[START OF DATASET RECORDS]
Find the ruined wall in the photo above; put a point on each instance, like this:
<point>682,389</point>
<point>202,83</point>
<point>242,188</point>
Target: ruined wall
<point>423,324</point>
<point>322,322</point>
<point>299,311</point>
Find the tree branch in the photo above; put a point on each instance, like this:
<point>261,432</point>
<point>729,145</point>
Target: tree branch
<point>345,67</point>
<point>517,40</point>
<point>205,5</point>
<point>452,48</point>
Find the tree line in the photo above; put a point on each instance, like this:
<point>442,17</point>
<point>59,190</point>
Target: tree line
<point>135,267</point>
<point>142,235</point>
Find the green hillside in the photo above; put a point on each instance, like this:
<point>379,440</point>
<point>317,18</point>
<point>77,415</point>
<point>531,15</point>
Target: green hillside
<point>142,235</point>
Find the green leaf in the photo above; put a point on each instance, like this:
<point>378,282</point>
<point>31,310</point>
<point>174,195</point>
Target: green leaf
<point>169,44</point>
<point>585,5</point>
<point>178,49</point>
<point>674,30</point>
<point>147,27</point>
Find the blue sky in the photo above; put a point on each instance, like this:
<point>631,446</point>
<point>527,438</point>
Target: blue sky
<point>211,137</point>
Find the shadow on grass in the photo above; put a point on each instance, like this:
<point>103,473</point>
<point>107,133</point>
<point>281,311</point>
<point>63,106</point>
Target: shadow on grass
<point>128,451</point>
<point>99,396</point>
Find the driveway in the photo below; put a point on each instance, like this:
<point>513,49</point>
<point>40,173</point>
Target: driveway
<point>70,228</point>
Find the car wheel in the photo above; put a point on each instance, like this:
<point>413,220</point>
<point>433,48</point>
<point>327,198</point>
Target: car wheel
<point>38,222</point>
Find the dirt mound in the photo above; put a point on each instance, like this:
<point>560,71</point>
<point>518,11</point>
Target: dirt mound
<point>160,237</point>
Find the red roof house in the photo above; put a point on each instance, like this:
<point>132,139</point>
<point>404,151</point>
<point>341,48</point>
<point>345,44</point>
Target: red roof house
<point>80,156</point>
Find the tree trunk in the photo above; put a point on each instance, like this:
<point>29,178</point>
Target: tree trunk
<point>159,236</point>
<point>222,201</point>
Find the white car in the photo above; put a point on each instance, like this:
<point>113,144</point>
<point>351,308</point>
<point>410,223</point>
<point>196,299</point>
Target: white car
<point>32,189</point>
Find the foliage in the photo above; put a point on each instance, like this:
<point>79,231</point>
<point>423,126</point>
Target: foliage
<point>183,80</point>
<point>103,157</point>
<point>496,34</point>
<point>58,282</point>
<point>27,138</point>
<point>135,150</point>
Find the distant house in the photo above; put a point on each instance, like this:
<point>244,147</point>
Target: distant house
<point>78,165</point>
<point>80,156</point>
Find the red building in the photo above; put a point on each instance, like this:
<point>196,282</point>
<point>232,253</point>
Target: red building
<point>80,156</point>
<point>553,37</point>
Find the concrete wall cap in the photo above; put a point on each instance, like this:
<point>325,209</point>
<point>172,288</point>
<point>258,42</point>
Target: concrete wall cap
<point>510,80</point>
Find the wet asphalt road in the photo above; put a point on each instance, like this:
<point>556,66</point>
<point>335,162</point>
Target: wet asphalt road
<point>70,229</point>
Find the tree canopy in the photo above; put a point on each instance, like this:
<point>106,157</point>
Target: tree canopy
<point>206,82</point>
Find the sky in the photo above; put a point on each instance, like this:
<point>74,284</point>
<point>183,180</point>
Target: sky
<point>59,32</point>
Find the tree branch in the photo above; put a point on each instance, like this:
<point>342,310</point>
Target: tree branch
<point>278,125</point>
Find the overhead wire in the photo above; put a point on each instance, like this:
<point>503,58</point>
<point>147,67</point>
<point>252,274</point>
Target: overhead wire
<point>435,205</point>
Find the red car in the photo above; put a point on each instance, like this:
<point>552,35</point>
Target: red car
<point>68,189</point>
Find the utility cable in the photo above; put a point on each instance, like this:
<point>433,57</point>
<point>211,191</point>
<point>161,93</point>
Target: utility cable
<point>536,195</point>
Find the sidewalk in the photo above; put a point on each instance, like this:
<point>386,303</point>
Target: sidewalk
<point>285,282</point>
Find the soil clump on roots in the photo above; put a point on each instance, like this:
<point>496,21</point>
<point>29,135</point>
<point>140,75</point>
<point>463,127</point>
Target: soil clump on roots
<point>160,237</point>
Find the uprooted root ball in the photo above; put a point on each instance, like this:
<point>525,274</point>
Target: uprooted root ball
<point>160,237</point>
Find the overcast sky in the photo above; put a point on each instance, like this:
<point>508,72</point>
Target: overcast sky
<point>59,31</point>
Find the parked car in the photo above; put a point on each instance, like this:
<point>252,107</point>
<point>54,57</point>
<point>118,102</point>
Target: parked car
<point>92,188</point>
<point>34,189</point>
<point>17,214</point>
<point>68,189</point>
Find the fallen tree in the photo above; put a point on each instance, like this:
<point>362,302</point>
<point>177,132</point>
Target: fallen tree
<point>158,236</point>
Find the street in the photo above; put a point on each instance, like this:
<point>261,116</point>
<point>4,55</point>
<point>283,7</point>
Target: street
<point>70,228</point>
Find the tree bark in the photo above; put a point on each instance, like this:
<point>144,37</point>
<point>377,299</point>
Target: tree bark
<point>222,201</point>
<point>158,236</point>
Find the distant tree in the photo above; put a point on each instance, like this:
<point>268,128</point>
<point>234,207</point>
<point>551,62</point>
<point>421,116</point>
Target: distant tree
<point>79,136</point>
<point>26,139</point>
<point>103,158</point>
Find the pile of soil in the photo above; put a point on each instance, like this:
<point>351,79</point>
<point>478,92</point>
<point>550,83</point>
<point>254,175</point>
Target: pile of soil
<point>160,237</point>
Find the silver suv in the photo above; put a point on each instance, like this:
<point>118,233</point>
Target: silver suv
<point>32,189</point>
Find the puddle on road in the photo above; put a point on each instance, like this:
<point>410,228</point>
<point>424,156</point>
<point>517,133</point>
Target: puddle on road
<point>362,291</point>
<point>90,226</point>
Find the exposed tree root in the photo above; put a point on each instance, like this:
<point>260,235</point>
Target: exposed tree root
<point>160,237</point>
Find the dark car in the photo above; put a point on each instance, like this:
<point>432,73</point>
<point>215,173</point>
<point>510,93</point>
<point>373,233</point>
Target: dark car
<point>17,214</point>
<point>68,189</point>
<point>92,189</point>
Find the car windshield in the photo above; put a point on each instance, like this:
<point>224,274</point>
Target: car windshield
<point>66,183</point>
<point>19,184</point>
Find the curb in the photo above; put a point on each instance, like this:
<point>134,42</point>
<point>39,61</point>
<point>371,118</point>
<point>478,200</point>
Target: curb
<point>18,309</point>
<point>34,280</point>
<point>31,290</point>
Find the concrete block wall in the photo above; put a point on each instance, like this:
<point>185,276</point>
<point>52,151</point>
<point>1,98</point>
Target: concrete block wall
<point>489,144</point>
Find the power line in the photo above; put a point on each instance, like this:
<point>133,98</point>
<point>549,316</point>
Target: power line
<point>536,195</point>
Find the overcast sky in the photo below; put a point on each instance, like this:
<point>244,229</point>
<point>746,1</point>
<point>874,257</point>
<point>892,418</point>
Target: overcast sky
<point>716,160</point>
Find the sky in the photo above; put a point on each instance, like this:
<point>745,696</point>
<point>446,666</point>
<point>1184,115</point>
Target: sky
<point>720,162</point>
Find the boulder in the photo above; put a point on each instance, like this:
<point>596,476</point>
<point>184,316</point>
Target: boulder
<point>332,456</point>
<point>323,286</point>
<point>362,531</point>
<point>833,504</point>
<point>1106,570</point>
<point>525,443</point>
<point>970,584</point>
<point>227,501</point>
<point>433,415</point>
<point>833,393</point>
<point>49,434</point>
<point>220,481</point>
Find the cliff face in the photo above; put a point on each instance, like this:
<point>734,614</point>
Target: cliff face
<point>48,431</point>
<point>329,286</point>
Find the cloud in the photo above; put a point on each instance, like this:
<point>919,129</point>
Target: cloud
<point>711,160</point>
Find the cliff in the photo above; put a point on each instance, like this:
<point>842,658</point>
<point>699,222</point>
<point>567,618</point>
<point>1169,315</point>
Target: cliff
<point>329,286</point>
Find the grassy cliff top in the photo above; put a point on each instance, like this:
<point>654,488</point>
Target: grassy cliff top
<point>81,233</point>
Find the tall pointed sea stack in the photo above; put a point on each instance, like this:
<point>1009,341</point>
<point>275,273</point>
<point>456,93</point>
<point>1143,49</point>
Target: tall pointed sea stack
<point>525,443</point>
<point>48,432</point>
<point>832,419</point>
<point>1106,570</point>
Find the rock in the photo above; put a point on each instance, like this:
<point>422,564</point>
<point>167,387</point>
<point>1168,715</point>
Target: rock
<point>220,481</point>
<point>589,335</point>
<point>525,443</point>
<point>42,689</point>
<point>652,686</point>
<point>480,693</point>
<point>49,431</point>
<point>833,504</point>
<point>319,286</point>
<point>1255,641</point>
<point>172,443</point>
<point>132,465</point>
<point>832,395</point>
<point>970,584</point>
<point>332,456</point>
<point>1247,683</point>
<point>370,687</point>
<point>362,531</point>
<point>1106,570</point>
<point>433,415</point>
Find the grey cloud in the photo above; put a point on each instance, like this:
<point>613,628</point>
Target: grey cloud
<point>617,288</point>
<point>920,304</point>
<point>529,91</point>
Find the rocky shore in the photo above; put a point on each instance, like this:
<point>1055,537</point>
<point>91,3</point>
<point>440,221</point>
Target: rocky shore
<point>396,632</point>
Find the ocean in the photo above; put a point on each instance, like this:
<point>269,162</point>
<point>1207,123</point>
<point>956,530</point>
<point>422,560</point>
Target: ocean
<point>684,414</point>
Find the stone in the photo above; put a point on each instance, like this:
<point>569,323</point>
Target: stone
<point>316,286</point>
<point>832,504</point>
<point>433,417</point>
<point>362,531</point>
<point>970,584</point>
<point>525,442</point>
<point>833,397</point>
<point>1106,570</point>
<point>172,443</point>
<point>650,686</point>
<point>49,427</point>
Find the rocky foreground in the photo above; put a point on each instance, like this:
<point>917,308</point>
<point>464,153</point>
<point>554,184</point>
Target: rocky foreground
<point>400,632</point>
[END OF DATASET RECORDS]
Express the part of the material above that opens with the line containing "Find the white" and closes with the line containing "<point>510,80</point>", both lines included, as a JSON list of strings with one string per line and blank lines omitted.

[
  "Find the white car in the photo above; put a point on each instance, like this:",
  "<point>113,144</point>",
  "<point>351,308</point>",
  "<point>410,223</point>",
  "<point>196,299</point>",
  "Target: white car",
  "<point>32,189</point>",
  "Find the foliage in the photo above; put a point on each instance, like this:",
  "<point>79,231</point>",
  "<point>423,126</point>",
  "Target: foliage",
  "<point>183,80</point>",
  "<point>103,157</point>",
  "<point>496,34</point>",
  "<point>58,282</point>",
  "<point>27,138</point>",
  "<point>135,150</point>",
  "Find the distant house in the photo above; put a point on each instance, like this:",
  "<point>244,147</point>",
  "Target: distant house",
  "<point>78,165</point>",
  "<point>80,156</point>",
  "Find the red building in the photo above; put a point on each instance, like this:",
  "<point>196,282</point>",
  "<point>232,253</point>",
  "Target: red building",
  "<point>80,156</point>",
  "<point>553,37</point>",
  "Find the concrete wall cap in the photo above; put a point on each instance, like this:",
  "<point>325,209</point>",
  "<point>172,288</point>",
  "<point>258,42</point>",
  "Target: concrete wall cap",
  "<point>510,80</point>"
]